● TASK TO CARRY OUT: Take each line in the entries below that holds "find" and show it.

● INPUT:
··········
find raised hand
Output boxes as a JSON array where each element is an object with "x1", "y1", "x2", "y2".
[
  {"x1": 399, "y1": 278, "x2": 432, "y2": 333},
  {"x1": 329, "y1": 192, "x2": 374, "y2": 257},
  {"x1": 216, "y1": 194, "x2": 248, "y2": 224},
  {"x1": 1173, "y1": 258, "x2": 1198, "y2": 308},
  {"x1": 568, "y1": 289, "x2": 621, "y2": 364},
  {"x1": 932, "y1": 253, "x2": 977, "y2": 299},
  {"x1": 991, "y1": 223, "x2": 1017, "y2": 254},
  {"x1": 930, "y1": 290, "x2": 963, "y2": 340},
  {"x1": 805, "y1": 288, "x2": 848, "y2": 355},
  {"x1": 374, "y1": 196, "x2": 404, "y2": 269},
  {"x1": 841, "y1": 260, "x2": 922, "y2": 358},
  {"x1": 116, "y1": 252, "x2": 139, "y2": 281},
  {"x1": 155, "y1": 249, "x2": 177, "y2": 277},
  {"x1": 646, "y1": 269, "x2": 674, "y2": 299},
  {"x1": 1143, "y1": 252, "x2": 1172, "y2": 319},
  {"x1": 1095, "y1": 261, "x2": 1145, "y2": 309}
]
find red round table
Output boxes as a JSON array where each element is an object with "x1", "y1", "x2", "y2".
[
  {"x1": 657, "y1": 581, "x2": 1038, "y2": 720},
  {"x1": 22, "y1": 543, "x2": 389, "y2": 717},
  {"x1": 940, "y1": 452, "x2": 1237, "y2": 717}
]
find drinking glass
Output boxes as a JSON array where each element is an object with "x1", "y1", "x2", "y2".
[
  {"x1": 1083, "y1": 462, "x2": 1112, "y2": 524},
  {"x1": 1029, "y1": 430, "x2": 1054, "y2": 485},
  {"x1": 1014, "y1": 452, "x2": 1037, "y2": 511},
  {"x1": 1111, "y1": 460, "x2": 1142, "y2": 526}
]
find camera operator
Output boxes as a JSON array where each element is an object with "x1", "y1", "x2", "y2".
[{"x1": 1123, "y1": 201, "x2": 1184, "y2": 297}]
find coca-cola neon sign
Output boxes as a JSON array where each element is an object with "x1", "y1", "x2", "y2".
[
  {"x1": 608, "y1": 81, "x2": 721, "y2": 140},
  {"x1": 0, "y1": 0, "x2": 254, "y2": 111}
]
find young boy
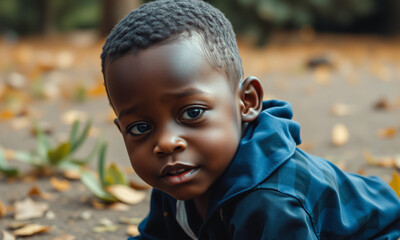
··········
● SOLUTION TO THE EXERCISE:
find raised hand
find red round table
find drinking glass
find camera operator
find coca-cola neon sign
find young boy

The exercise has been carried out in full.